— begin ARTICLE —

I added a new Scatter filter to Filterpedia yesterday. The filter mimics the effect of textured glass with a kernel that randomly offsets its sample coordinates based on a noise texture created with a CIRandomGenerator filter. Because the Core Image kernel for this filter needs to sample the noise texture to calculate an offset, it can't be implemented as a CIWarpKernel, it has to be the general version: a CIKernel.
A warp kernel is the ideal solution for this, but "out-of-the-box" Core Image Kernel Language doesn't support any of the GLSL noise functions. A quick bit of surfing led me to this super simple pseudo random number generator over at Shadertoy.
We can see it in action by creating a quick color kernel:
let colorKernel = CIColorKernel(string:
"float noise(vec2 co)" +
"{ " +
" vec2 seed = vec2(sin(co.x), cos(co.y)); " +
" return fract(sin(dot(seed ,vec2(12.9898,78.233))) * 43758.5453); " +
"} " +
"kernel vec4 noiseField()" +
"{" +
" float color = noise(destCoord());" +
" return vec4(color, color, color, 1.0); " +
"}")
Applying the kernel:
let extent = CGRect(x: 0, y: 0, width: 2048, height: 480)
let noiseField = colorKernel?.applyWithExtent(extent, arguments: nil)
Produces an even noise image:
I found passing in the destCoord() directly into the calculation produced some repetition artefacts; adding the additional line to generate seed eliminates those.

— end ARTICLE —
— begin EXTRACTED INFORMATION —

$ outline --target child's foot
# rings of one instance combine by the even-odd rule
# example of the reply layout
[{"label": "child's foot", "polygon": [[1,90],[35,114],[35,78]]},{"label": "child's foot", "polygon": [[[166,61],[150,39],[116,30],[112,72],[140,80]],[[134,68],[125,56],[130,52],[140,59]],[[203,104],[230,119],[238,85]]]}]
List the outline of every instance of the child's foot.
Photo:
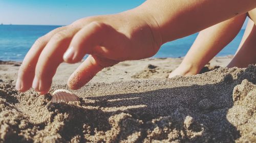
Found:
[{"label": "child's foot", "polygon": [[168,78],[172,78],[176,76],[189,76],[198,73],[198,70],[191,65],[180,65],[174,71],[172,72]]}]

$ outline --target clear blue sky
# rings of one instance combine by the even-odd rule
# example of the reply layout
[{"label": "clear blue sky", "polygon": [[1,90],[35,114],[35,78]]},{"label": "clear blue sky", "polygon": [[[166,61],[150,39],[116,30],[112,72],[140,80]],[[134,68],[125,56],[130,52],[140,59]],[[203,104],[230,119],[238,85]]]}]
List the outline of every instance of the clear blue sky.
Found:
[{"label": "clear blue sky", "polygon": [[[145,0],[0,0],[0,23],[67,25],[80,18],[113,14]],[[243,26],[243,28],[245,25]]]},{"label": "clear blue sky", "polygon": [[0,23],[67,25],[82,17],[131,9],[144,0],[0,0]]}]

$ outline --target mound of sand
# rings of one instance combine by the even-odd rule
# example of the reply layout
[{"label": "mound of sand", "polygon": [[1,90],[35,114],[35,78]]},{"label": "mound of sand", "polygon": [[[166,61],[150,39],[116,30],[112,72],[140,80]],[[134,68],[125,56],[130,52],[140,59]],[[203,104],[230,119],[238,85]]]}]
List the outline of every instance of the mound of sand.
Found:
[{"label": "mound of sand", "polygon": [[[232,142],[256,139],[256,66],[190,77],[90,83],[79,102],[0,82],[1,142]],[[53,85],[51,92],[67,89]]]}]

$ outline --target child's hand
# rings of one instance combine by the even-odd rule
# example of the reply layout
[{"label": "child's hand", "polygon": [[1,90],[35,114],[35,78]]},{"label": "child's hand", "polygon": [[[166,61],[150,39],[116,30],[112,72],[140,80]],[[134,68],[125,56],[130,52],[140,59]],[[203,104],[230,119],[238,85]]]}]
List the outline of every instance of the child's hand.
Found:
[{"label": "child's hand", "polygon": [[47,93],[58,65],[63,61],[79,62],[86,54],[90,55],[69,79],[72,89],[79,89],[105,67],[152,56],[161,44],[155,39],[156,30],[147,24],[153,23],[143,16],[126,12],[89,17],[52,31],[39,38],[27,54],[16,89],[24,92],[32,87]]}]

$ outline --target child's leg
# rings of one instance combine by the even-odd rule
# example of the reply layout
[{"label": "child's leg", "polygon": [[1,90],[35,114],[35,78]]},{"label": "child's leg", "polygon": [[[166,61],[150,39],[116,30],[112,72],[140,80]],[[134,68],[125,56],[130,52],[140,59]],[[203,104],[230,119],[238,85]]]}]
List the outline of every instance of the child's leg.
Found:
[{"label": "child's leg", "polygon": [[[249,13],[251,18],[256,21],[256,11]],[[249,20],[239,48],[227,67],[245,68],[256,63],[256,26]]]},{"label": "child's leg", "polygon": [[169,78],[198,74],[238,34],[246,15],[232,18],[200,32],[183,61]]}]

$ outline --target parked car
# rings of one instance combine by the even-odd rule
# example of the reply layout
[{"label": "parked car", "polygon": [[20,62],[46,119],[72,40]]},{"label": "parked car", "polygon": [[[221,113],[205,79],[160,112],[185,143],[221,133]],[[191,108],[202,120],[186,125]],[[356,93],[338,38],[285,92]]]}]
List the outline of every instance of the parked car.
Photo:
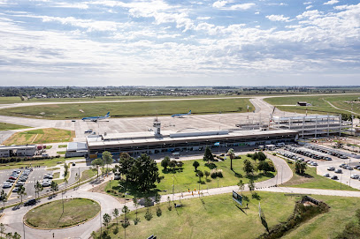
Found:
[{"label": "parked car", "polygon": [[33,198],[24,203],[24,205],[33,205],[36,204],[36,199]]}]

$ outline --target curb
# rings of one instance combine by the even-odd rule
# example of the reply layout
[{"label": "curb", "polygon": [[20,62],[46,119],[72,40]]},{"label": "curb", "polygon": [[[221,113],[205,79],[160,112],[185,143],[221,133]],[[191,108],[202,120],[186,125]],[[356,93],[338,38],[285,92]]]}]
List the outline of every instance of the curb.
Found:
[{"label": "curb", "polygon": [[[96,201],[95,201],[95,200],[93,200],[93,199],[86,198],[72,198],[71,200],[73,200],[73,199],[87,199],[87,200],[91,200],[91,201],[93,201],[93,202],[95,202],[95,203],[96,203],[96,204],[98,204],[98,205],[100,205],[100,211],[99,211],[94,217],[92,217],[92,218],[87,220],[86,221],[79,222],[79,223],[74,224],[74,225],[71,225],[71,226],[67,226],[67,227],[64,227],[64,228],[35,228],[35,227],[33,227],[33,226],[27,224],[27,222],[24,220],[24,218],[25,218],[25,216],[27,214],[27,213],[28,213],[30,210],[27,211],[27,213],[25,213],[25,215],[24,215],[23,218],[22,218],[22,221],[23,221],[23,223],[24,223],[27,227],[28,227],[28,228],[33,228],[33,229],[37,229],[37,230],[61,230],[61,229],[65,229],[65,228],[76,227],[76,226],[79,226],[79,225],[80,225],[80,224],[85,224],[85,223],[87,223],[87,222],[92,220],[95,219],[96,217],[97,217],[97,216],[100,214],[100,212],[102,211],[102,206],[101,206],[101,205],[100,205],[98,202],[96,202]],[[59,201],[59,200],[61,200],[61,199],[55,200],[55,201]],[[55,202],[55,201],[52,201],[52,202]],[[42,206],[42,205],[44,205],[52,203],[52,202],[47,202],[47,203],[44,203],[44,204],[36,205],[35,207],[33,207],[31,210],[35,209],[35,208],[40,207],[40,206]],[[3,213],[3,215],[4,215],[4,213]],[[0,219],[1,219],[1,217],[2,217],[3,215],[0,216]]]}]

— end EXTRACTED INFORMATION —

* **TO BE DONE**:
**A)** In the Scatter filter article, which filter creates the noise texture that the kernel samples?
**B)** List every Core Image kernel class named in the Scatter filter article.

* **OUTPUTS FOR THE TASKS**:
**A)** A CIRandomGenerator filter.

**B)** CIWarpKernel, CIKernel, CIColorKernel